LANGUAGE: Niahciz, I Will Arrive: A Song for the Future From the Past

Members of Xiuhcoatl Danza Azteca in San Francisco at the annual Carnaval San Francisco. (Photo by Carnaval.com Studios.)

Introduction: Revitalizing Nahuatl at Berkeley
By Julia Byrd

Nahuatl is among the most widely spoken of nearly 70 living Indigenous languages officially recognized by Mexico’s government, with almost 1.4 million speakers today. Many Nahuatl words have been incorporated into English, including avocado, chocolate, chile, coyote, and tomato.

For years, students have approached the Center for Latin American Studies at UC Berkeley requesting for-credit Nahuatl courses on campus. In Spring 2018, CLAS connected with its counterpart at the University of Utah to foster a teaching collaboration in Nahuatl. Utah’s CLAS had a preexisting partnership with Mexico’s Instituto de Docencia e Investigación Etnológica de Zacatecas (IDIEZ, Zacatecas Institute for Teaching and Research in Ethnology). Together, we set up a distance-learning, for-credit course in Nahuatl for UC Berkeley students, taught by an IDIEZ instructor in Utah. For Indigenous and less-commonly taught languages, distance learning greatly multiplies access to the limited number of experienced instructors.
-=-=-
Required work:
a. According to the Nahuatl article, roughly how many people speak Nahuatl today?
b. Reproduce the Nahuatl article's wording, beginning at the words "Nahuatl is among" and stopping after "coyote, and tomato.".
c. Write what follows in the article on revitalizing Nahuatl at Berkeley, carrying on after its final sentence.

Dataset entries
-=-=-
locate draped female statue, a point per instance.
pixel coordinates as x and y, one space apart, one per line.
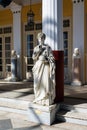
43 72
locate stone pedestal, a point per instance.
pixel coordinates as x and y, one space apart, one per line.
13 69
76 71
42 114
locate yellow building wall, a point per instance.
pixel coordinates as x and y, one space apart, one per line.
6 17
36 9
67 8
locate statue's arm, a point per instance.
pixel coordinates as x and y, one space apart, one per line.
36 52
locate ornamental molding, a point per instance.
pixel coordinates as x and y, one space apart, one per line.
77 1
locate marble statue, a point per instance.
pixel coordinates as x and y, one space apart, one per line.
43 72
76 53
13 54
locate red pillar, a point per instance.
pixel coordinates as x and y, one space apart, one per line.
59 60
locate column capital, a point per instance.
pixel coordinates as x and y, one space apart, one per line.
77 1
15 8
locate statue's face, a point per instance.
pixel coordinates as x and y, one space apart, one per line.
76 51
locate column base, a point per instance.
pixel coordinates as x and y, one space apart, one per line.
42 114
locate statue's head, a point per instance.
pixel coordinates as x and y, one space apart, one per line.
76 51
41 36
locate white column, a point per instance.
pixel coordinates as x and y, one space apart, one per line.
78 30
52 20
16 9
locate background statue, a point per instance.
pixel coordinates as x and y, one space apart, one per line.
13 54
44 72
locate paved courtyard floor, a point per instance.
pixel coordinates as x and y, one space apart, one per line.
24 91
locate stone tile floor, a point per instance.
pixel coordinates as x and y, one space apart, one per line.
24 91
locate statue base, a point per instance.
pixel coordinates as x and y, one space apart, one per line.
42 114
76 83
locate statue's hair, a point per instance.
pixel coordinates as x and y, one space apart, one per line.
41 35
-=-=-
Answers given:
a. Almost 1.4 million.

b.
Nahuatl is among the most widely spoken of nearly 70 living Indigenous languages officially recognized by Mexico’s government, with almost 1.4 million speakers today. Many Nahuatl words have been incorporated into English, including avocado, chocolate, chile, coyote, and tomato.

c.
The course’s design proved prescient when the pandemic changed our world and education transitioned to “remote.” We offered Beginning Nahuatl in Fall 2020, taught by Abelardo de la Cruz de la Cruz, a Nahuatl native speaker from Tepoxteco, Chicontepec, Veracruz, and a Ph.D. Candidate in Anthropology. The excitement about the course was evident: 12 students enrolled, including three from UC Merced. A second semester course followed in Spring 2021.

One of the students who has benefited from the Nahuatl courses is Everardo Reyes, a first-generation Ph.D. student at UC Berkeley in Ethnomusicology. Everardo’s primary research interest is how Indigenous musicians and activists in the Americas use sound to challenge settler-colonial borders around race, identity, nationality, gender, and sexuality. Knowledge of Nahuatl is necessary for his research, and CLAS is proud to be able to offer more courses next year.


LANGUAGE: Niahciz, I Will Arrive: A Song for the Future From the Past
By Everardo Reyes

A lexicon of Rarámuri words and their Spanish translation form a mural in Chihuahua, Mexico. (Photo by Malcolm K.)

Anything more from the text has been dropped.